**EXERCISE SET**
**a.** List every kind of heavenly body that the passage on meteors says meteors are capable of generating.
**b.** Transcribe the passage on meteors from "OURNAL OF MAN." to "suns and stars.".

**PASSAGE SHOWN**
---------------

OURNAL OF MAN.
According to Mr. Lockyer the meteors which we have been accustomed to
consider trivial or incidental matters in planetary and stellar
systems, no more important than the dust which the housewife raises
from parlor and chamber, are really fundamental and basic elements of
the Universe, capable of generating comets, planets, suns and stars.
If this idea can be entertained, meteors must be vastly more numerous
than the world has supposed. Cosmical space, according to Mr. Lockyer,
is filled with meteorites of various sizes, flying in many directions
with enormous velocities and moving in certain orbits like larger
bodies. Many observations have been made to determine the number of
these meteorites. Dr. Schmidt, of Athens, in seventeen years of
observation concluded that in a clear dark night an observer would see
on an average fourteen an hour at one station. Other astronomers have
calculated that if observations were made over the whole earth, ten
thousand times as many would be seen as could be seen by a single
observer. Calculating thus, it has been inferred that about 20,000,000
luminous meteors fall on the earth every twenty-four hours, besides
the innumerable amount of minute bodies too small to be seen by
telescopes--which some suppose to be twenty times as numerous as the
visible.

---------------

**MATERIAL**
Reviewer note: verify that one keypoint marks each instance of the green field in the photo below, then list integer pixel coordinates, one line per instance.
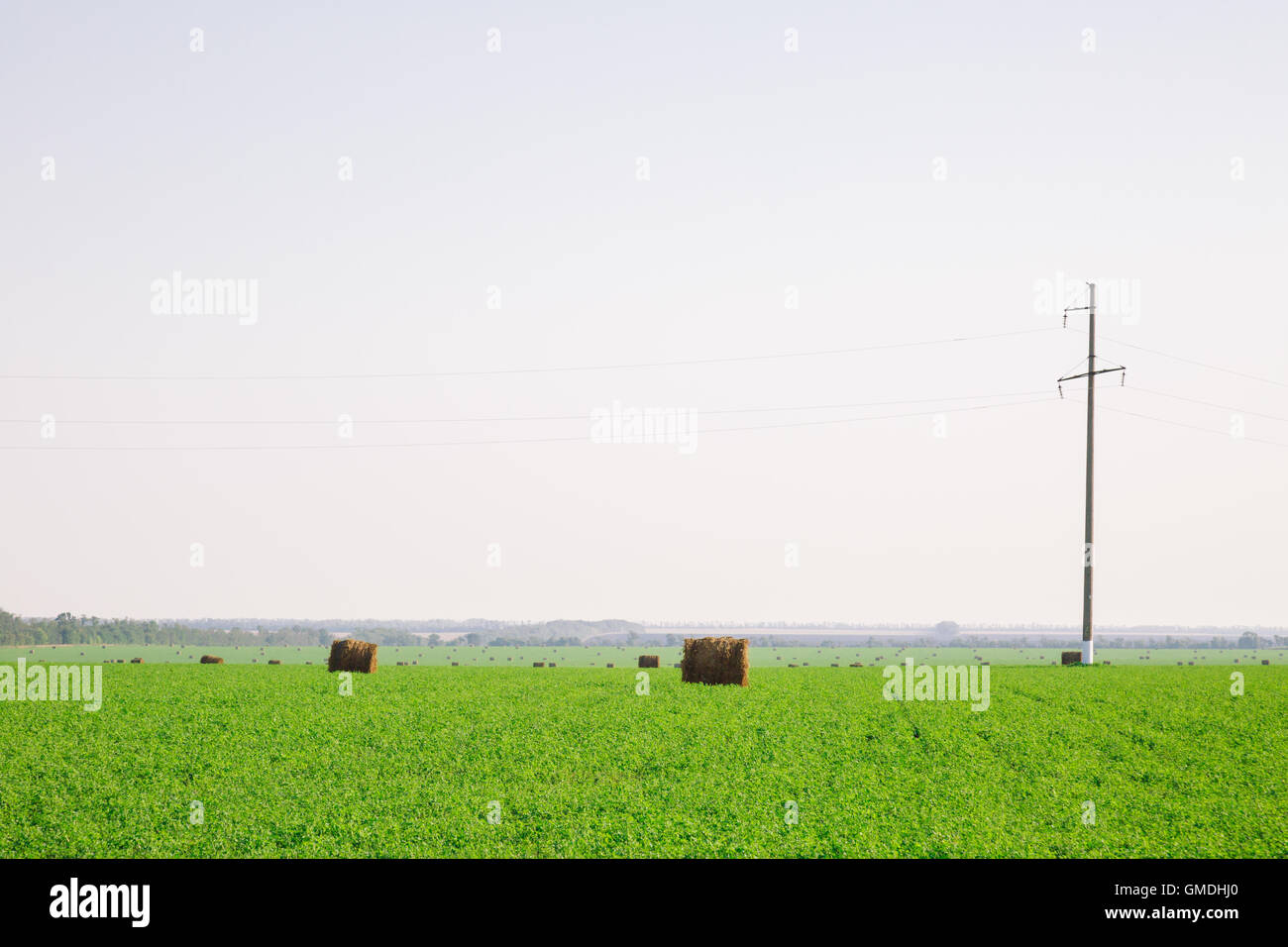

---------------

**OUTPUTS FOR THE TASKS**
**a.** comets, planets, suns, stars

**b.**
OURNAL OF MAN.
According to Mr. Lockyer the meteors which we have been accustomed to
consider trivial or incidental matters in planetary and stellar
systems, no more important than the dust which the housewife raises
from parlor and chamber, are really fundamental and basic elements of
the Universe, capable of generating comets, planets, suns and stars.